== Extracted text ==
------------------------------------

Our Inner Struggle


There is a legend from the Native American culture that speaks of the ‘Two Wolves’ inside each of us. In essence in almost all of the religions or cultures of the world there are similar teachings and stories. Each of us is born with the capacity to do ‘good’ or to do bad or evil. It is this inner struggle we all have, the struggle we have every day to do what is right or what is wrong and it is based on which of the wolves we feed. The difficulty in North American society in particular is for people to understand which of the wolves we are feeding.

No man chooses evil because it is evil; he only mistakes it for happiness, the good he seeks

Mary Wollenscraft

A student where I work shared with me some of the teachings of her grandmother. She talked about how her ‘Grandmother’ told her that everyone is born equal and a person’s culture is not determined until we start living. The society we each live in combined with our ongoing inner struggle with the influences of human nature; temptation; affects our belief of what is good and what is evil. In the end the choices we make, the actions we do, decide who we become and how we feel about ourselves. Many of these actions are in conflict with who we as humans are meant to be as people resulting in us being unhappy despite at appearing we have everything that should make us happy.

In today’s society there is an over-emphasis on the valuing of commercialism to fulfill our desire to be beautiful, wealthy and independent. Believing this will make us happy. The belief that to be happy means to do the things that make you happy. Seeking to feed the one versus worrying about the good of the many. Media and advertising inundates us with images of what each of us should look like, should be. The more beautiful we are, the happier we will be. The bigger the car, the bigger the house, and the bigger the bank account will make us happy. This culture that is being created that values the needs of the one is not only unattainable for everyone but ignores the key values that throughout history, throughout the world have been the foundations to creating a happy person, a happy family and a happy society.

Growing-up at times our family had little money. I still see my dad sitting at the kitchen table, making sure we all had food on our plates before he took his share. We were taught and modeled from a very young age the importance of sharing. If there were five potatoes and five people we each got one potato. Human nature at times had us each trying to get the slightly bigger potato but we would never think of taking two and leaving one person with nothing. New clothes usually just meant new to us. Don’t get me wrong we were not poor at least not in the way we have poverty today. We had a place to live and food, it may have been simple, but their was something to eat on the table every night. We grew up happy, not because we were rich or beautiful, but because we were fed those things that mattered.

------------------------------------

== Short problem ==
Duplicate the passage of the essay on our inner struggle from "Mary Wollenscraft" to "should make us happy.". The material that comes next has no connection to the essay on our inner struggle.

== Extracted records ==
------------------------------------

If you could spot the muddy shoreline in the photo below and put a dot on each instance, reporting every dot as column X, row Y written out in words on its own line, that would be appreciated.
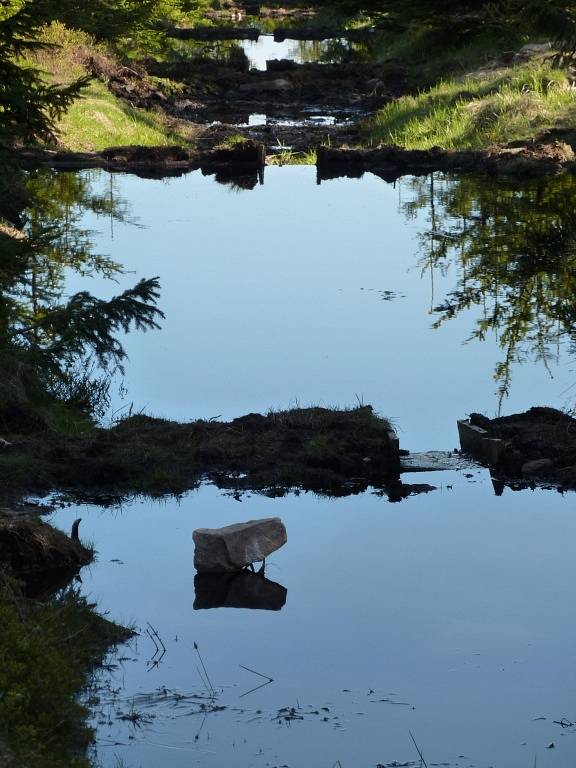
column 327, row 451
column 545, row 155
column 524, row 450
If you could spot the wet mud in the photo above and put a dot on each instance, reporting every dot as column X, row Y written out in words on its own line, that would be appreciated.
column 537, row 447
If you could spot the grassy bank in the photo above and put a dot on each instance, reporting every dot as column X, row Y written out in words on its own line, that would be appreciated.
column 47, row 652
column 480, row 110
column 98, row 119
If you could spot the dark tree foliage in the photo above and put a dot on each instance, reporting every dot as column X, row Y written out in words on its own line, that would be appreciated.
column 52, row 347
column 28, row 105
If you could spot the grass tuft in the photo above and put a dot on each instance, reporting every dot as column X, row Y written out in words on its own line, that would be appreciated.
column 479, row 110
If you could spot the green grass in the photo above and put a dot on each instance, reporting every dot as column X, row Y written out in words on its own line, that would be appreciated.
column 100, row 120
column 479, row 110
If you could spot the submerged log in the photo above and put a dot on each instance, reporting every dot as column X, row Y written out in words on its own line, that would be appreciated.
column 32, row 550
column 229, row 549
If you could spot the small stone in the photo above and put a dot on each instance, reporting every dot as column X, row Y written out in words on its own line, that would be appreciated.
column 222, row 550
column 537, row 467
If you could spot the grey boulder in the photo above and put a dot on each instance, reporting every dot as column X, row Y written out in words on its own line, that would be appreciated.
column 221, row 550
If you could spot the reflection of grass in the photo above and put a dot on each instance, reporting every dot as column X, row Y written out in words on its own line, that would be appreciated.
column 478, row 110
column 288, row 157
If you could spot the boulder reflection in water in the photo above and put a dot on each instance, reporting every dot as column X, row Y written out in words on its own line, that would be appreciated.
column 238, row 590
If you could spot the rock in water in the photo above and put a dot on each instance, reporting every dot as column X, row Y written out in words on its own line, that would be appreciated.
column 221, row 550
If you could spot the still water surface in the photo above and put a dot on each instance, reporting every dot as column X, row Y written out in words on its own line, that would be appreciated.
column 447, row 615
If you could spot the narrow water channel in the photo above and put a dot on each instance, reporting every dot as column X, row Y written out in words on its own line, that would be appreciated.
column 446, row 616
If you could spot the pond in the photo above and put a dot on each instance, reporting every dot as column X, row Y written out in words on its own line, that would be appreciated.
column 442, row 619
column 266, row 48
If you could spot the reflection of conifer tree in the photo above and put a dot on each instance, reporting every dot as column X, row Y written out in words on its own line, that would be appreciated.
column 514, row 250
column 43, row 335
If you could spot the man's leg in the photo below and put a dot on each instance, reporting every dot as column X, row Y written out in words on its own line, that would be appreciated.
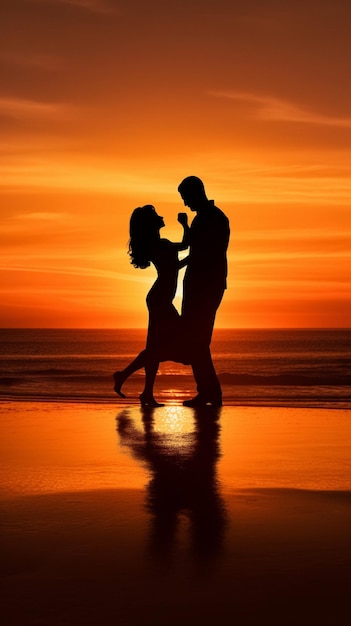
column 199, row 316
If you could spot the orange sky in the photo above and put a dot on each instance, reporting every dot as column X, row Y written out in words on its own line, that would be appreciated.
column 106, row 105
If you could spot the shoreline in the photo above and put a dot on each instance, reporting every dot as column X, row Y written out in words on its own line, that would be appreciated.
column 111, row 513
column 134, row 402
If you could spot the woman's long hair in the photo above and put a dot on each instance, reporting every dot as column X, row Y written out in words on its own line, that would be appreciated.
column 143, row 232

------------------------------------

== Solution for this exercise ==
Mary Wollenscraft

A student where I work shared with me some of the teachings of her grandmother. She talked about how her ‘Grandmother’ told her that everyone is born equal and a person’s culture is not determined until we start living. The society we each live in combined with our ongoing inner struggle with the influences of human nature; temptation; affects our belief of what is good and what is evil. In the end the choices we make, the actions we do, decide who we become and how we feel about ourselves. Many of these actions are in conflict with who we as humans are meant to be as people resulting in us being unhappy despite at appearing we have everything that should make us happy.